§ **PROVIDED PASSAGE**
Wednesday, July 6th, 2011

The Worldwalkers are a group of plane-hopping adventurers, constantly on their guard against impossible perils from all sides. Many of these hazards they have unintentionally created, and they are as much working to undo their mistakes as stay one step ahead of the enemies that hound them.

The group originally had six players, but now has five. The lineup of the Worldwalkers is prone to flux from time to time.

Heroes of the Worldwalkers

Tristan Ebonsong
Elf/dragon (dragonborn) Avenging Paladin of Mystra (Scion of Arkhosia)
First Appearance: Ch 1
Player: Brian Kurtz
Tristan is irrepressibly confident and goes about his adventures in good humor. When his companions are threatened or his honor impugned, however, he flies into an unstoppable fury the likes of which few have ever seen. Despite frequent claims that he follows a dead goddess, he wields the awesome silver fire of Mystra, Goddess of Magic, in an endless battle against her foes: Cyric, Mask, and many others. His current quest involves finding and repairing an ancient artifact called the Gatekeeper Staff.

Brandis
Human Monk (multiclass Rogue)

§ **AVAILABLE DATA**
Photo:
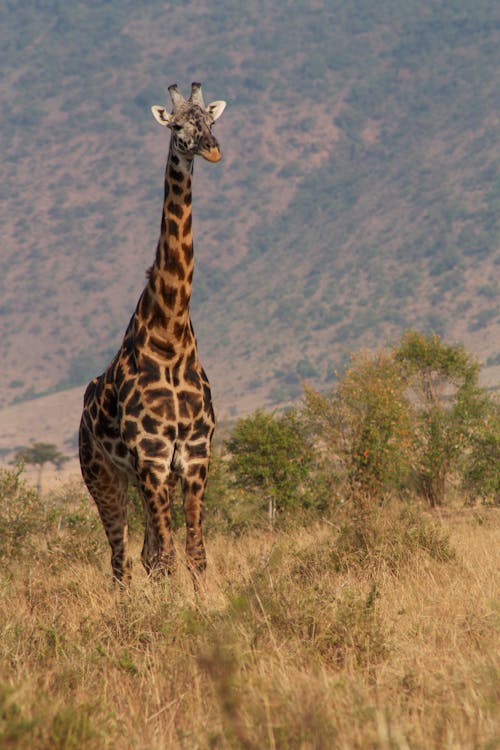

§ **DIRECTIONS**
1 - From the Worldwalkers post above the data, extract everything from "Tristan Ebonsong" down to "Monk (multiclass Rogue)" and copy it unchanged.
2 - Answer these questions using the Worldwalkers post:
(a) How many players did the group originally have?
(b) Which player is listed for Tristan Ebonsong?
(c) What artifact does Tristan's current quest involve finding and repairing?

§ **ANSWERS TO THE EXERCISE**
1 -
Tristan Ebonsong
Elf/dragon (dragonborn) Avenging Paladin of Mystra (Scion of Arkhosia)
First Appearance: Ch 1
Player: Brian Kurtz
Tristan is irrepressibly confident and goes about his adventures in good humor. When his companions are threatened or his honor impugned, however, he flies into an unstoppable fury the likes of which few have ever seen. Despite frequent claims that he follows a dead goddess, he wields the awesome silver fire of Mystra, Goddess of Magic, in an endless battle against her foes: Cyric, Mask, and many others. His current quest involves finding and repairing an ancient artifact called the Gatekeeper Staff.

Brandis
Human Monk (multiclass Rogue)

2 -
(a) Six
(b) Brian Kurtz
(c) The Gatekeeper Staff